WHAT THE TASK ASKS: Answer with a bare number: the count of lines in the records below that have the word "sauce".

·····

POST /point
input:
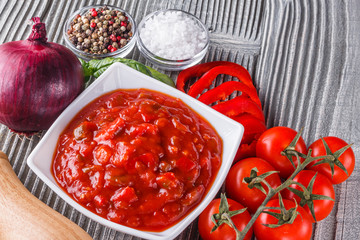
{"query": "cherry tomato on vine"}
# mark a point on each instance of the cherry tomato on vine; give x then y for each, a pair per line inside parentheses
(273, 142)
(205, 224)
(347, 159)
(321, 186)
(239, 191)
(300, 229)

·····

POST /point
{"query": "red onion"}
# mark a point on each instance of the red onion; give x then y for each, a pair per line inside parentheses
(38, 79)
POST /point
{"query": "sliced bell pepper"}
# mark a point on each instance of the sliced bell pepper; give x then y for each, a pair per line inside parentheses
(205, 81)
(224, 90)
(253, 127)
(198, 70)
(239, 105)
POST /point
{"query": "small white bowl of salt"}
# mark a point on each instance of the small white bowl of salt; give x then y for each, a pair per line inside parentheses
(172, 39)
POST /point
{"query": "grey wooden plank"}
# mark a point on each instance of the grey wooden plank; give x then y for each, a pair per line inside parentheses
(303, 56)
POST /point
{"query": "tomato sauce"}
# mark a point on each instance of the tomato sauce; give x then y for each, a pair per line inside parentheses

·····

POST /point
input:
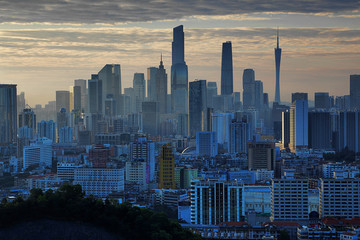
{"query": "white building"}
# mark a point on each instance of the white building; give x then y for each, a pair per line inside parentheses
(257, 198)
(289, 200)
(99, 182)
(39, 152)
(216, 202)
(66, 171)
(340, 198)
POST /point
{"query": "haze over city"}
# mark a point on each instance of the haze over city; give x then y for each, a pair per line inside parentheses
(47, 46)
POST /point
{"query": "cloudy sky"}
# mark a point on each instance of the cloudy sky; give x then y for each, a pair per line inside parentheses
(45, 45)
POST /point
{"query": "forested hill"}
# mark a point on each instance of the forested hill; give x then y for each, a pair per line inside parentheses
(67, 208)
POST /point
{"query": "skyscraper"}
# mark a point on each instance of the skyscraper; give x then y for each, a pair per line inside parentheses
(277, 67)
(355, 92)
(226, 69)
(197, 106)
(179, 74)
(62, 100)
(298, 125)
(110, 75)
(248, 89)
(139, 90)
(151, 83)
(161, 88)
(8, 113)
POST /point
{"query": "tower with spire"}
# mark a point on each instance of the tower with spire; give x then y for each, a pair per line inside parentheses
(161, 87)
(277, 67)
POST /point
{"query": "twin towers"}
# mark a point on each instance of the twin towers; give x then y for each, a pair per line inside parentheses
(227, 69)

·····

ANSWER FOR THE TASK: 2